#### Written tasks
[1] In the court report, on what date did the Court receive the Complaint and IFP Application?
[2] Transcribe the court report from "The Complaint's substantive" up to and including "id. at 7-9.)".

#### Excerpted text
--------------------
Opinion
CIVIL 23-cv-661 (ADM/DJF)
05-23-2023
REPORT AND RECOMMENDATION
Dulce J. Foster United States Magistrate Judge
This matter comes before the Court on Plaintiff Richard Preston Blackwell's (1) Complaint (ECF No. 1), and (2) Application to Proceed in District Court Without Prepaying Fees or Costs (“IFP Application”) (ECF No. 2). Because Plaintiff fails to state viable federal law claims for relief, the Court recommends dismissing this action without prejudice and denying the IFP Application as moot.
BACKGROUND
The Court received the Complaint and IFP Application on March 17, 2023. (See Docket.) Mr. Blackwell resides in St. Paul, Minnesota. (See ECF No. 1.) The Complaint names three Defendants: (1) the “West St Paul Police,” which the Court construes as an attempt to name the City of West St. Paul Police Department; (2) Dakota County; and (3) the West St. Paul City Attorney's Office. (Id.)
The Complaint's substantive allegations appear in four sections. (See id. at 3-8.) Three sections relate to Mr. Blackwell's concerns with two citations he received in 2017 from police in West St. Paul, both of which led to convictions. (See id. at 3-7.) In both cases, he claims the citation-issuing officers acted out of improper motives and that the relevant prosecutors improperly handled the matters. (See id.) The fourth section claims West St. Paul police officers improperly accosted Mr. Blackwell outside a Wells Fargo branch in West St. Paul because he was sitting in the parking lot of closed businesses, and that they failed to complete a formal report when he told them he had been sexually assaulted. (See id. at 7-9.)
--------------------
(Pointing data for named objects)

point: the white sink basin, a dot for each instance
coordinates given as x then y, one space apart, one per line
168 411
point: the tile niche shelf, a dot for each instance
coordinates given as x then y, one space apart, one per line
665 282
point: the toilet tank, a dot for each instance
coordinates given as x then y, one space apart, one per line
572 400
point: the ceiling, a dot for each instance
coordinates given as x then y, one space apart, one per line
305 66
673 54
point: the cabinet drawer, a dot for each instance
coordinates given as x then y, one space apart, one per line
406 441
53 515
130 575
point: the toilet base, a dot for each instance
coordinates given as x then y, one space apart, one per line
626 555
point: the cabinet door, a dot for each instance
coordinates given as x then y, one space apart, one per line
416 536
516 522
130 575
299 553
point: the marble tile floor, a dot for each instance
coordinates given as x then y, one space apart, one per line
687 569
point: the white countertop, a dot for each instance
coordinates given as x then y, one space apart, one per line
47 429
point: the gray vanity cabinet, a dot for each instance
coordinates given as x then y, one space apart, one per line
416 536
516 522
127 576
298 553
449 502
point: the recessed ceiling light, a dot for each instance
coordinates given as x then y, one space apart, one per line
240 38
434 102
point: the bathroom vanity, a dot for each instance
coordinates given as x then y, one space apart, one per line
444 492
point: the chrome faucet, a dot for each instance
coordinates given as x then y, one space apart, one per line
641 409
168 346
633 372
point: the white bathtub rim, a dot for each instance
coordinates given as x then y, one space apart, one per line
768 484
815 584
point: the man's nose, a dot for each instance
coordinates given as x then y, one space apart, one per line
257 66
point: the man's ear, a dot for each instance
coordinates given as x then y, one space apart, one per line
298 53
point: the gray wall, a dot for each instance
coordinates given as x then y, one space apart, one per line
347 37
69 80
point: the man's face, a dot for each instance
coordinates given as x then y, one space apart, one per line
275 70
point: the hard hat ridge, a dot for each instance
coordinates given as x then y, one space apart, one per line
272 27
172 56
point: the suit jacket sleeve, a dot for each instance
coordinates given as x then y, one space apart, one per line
--------------------
#### Responses in order
[1] March 17, 2023.

[2]
The Complaint's substantive allegations appear in four sections. (See id. at 3-8.) Three sections relate to Mr. Blackwell's concerns with two citations he received in 2017 from police in West St. Paul, both of which led to convictions. (See id. at 3-7.) In both cases, he claims the citation-issuing officers acted out of improper motives and that the relevant prosecutors improperly handled the matters. (See id.) The fourth section claims West St. Paul police officers improperly accosted Mr. Blackwell outside a Wells Fargo branch in West St. Paul because he was sitting in the parking lot of closed businesses, and that they failed to complete a formal report when he told them he had been sexually assaulted. (See id. at 7-9.)